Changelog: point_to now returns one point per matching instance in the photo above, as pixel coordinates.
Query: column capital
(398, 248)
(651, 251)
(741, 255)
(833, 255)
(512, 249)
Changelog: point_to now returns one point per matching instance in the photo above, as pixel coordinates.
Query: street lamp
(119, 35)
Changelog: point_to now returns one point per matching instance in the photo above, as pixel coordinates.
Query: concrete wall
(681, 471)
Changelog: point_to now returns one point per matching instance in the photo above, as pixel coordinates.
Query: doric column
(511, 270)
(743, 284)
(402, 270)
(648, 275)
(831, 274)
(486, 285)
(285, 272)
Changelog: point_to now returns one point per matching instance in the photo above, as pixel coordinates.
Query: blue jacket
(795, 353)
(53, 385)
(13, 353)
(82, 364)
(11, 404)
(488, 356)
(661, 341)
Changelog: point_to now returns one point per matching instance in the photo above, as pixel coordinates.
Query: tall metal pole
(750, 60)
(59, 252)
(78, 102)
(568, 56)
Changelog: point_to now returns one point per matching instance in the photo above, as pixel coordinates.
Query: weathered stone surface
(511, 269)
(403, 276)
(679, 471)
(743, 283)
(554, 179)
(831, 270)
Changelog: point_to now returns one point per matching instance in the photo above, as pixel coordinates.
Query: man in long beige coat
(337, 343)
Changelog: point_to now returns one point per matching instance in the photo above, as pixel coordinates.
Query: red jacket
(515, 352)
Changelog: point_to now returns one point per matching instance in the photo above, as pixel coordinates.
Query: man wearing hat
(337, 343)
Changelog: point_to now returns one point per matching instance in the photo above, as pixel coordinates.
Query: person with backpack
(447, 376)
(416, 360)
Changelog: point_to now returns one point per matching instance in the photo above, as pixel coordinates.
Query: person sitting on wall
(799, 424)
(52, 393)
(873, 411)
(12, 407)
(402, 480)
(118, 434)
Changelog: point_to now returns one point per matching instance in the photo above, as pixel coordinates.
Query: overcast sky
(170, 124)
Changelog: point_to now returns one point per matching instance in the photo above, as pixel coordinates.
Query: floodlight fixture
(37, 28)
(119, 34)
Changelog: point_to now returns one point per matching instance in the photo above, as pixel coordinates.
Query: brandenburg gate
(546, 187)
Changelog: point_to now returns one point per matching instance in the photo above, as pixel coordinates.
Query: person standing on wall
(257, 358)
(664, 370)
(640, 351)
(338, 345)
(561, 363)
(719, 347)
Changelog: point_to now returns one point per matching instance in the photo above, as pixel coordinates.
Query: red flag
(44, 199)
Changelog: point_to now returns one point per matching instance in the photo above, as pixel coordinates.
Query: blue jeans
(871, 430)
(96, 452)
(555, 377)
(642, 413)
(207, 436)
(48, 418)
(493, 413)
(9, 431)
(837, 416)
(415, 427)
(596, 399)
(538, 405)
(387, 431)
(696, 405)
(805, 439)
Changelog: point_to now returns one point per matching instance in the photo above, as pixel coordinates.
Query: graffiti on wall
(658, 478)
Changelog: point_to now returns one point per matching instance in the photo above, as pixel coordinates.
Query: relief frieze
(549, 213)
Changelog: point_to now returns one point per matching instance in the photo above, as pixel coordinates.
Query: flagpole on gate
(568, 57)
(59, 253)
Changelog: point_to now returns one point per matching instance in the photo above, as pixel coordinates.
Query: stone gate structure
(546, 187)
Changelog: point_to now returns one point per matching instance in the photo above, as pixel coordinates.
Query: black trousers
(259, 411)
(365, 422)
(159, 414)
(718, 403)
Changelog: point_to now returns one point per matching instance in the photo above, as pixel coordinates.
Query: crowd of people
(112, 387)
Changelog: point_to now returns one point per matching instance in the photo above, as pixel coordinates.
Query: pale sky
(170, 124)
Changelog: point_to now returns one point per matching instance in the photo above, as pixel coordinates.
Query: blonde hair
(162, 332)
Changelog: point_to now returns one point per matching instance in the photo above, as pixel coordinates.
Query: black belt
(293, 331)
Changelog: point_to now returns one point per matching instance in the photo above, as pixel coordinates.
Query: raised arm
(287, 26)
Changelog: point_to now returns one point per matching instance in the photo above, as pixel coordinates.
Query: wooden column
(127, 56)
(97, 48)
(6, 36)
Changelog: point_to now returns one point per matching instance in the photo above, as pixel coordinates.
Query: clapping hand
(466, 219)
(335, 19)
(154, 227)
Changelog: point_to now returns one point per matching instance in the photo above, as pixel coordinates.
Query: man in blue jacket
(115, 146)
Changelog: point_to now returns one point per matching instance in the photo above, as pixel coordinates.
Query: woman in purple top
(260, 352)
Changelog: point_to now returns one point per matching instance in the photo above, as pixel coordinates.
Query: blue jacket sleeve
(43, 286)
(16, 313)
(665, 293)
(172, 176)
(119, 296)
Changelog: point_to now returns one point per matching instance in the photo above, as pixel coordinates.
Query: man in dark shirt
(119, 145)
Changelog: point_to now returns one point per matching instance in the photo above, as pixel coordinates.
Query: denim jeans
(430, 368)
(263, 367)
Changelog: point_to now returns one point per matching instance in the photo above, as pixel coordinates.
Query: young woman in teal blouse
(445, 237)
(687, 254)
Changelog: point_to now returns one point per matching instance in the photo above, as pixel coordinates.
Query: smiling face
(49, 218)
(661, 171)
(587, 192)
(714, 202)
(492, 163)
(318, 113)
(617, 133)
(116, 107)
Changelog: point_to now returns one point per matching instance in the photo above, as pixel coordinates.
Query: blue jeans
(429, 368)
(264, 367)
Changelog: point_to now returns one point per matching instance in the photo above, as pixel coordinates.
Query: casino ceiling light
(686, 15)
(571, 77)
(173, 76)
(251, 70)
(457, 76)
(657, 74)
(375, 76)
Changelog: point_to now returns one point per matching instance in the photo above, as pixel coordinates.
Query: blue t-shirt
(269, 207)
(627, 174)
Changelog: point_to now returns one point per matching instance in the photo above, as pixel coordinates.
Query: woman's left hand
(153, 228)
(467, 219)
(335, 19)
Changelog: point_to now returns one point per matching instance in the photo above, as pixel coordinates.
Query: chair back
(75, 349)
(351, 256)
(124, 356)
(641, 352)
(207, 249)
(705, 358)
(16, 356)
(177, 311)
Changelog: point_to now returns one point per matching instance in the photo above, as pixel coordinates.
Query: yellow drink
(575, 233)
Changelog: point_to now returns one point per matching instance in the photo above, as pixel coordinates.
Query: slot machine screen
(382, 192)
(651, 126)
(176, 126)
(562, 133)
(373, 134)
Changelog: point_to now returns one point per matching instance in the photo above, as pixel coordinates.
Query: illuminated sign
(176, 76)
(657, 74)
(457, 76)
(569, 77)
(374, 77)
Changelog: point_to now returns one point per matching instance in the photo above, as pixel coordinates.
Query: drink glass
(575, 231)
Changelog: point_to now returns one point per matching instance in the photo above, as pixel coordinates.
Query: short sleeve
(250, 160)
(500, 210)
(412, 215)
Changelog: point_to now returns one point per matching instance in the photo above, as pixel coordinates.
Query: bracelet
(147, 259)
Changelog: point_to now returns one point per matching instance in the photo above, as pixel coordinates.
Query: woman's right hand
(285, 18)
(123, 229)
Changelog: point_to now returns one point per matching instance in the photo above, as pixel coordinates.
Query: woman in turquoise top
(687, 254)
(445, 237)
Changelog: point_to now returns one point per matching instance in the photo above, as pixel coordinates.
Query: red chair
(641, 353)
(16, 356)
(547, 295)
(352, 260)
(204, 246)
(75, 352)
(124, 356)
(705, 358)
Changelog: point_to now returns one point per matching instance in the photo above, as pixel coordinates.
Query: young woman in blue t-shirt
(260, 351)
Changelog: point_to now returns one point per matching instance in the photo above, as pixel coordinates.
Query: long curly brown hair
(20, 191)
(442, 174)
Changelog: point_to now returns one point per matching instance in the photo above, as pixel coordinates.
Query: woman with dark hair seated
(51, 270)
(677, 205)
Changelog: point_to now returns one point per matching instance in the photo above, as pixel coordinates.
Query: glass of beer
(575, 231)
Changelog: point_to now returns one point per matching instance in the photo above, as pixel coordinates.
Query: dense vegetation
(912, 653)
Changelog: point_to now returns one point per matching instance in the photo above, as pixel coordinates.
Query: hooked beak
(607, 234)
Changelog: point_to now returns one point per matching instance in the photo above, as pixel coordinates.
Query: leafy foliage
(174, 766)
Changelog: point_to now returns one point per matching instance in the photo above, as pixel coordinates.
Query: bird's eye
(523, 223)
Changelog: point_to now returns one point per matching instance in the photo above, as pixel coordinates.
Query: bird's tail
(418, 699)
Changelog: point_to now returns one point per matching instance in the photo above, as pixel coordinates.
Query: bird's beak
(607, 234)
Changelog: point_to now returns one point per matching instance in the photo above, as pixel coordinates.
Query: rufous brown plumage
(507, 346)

• **Exercise aim**
Please count the lines in the records above that contain the word "woman", and reply with the number alone.

• **Response to the exercise**
7